ACTIVITY LIST
1: Decide whether each statement, (a) through (c), agrees with the passage on childhood reading and moving. Answer yes or no for each, quoting the words of the passage that decide it.
(a) The narrator was born in New York.
(b) The family traveled to California in a Volkswagen van.
(c) The narrator looked forward to the night before a move.
2: Reproduce the part of the passage on childhood reading and moving that starts at "Perhaps I could" and ends at "in constant flux.", without changing a word.
***** PASSAGE *****
I've always been in love with reading. As I child, I was drawn to books like Alice in Wonderland, A Wrinkle in Time and other tales of protagonists tossed from their comfort zones into fantastic and sometimes terrifying new worlds.

Perhaps I could relate to Dorothy, the heroine of the Wizard of Oz, and other literary adventurers like Tom Sawyer, Huckleberry Finn and the brothers and sisters of the Lion, the Witch and the Wardrobe, because my own environment growing up was in constant flux.

I was born in Pennsylvania, and my family moved to New York before I was old enough to start forming memories. Several years later, we crossed the country in a fire engine red Volkswagen van to California; new homes throughout California, Oregon and Iowa would follow.

Part of me dreaded the night before a move — the reverberation of sound off of the empty walls and the ordered outlines of boxes in the darkness. Leaving behind the known for the unknown, precious friends for strangers, and relative safety for the unknown was unsettling to me, like the instant before a blind leap.
***** DATASET EXCERPTS *****
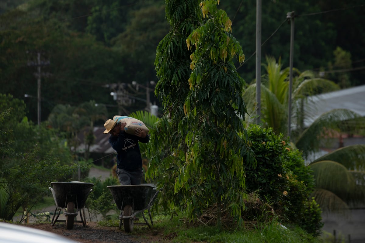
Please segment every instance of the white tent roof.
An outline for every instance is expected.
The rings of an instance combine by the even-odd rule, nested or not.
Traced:
[[[304,119],[306,127],[322,114],[334,109],[347,109],[365,117],[365,85],[314,95],[308,101],[311,106],[315,104],[315,109],[311,109],[310,117]]]

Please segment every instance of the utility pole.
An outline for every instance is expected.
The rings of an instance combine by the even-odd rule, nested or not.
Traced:
[[[293,86],[293,58],[294,42],[294,11],[287,13],[287,18],[290,19],[290,53],[289,57],[290,70],[289,72],[289,108],[288,112],[288,136],[290,136],[292,116],[292,88]]]
[[[38,125],[41,125],[41,53],[39,52],[38,54],[38,81],[37,82],[37,103],[38,107],[38,114],[37,117],[38,118]]]
[[[261,1],[256,0],[256,103],[257,124],[261,122]]]
[[[29,52],[27,51],[27,53]],[[37,72],[34,74],[34,75],[37,77],[37,121],[38,125],[41,125],[41,102],[42,100],[41,95],[41,77],[42,75],[49,75],[49,74],[42,74],[41,72],[41,66],[49,65],[49,60],[46,62],[41,62],[41,52],[39,51],[37,52],[37,61],[36,62],[28,62],[27,65],[28,66],[36,66]]]

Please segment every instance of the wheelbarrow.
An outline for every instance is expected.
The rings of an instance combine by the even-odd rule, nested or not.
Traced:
*****
TASK RESULTS
1:
(a) No: "I was born in Pennsylvania, and my family moved to New York before I was old enough to start forming memories."
(b) Yes: "we crossed the country in a fire engine red Volkswagen van to California"
(c) No: "Part of me dreaded the night before a move"

2:
Perhaps I could relate to Dorothy, the heroine of the Wizard of Oz, and other literary adventurers like Tom Sawyer, Huckleberry Finn and the brothers and sisters of the Lion, the Witch and the Wardrobe, because my own environment growing up was in constant flux.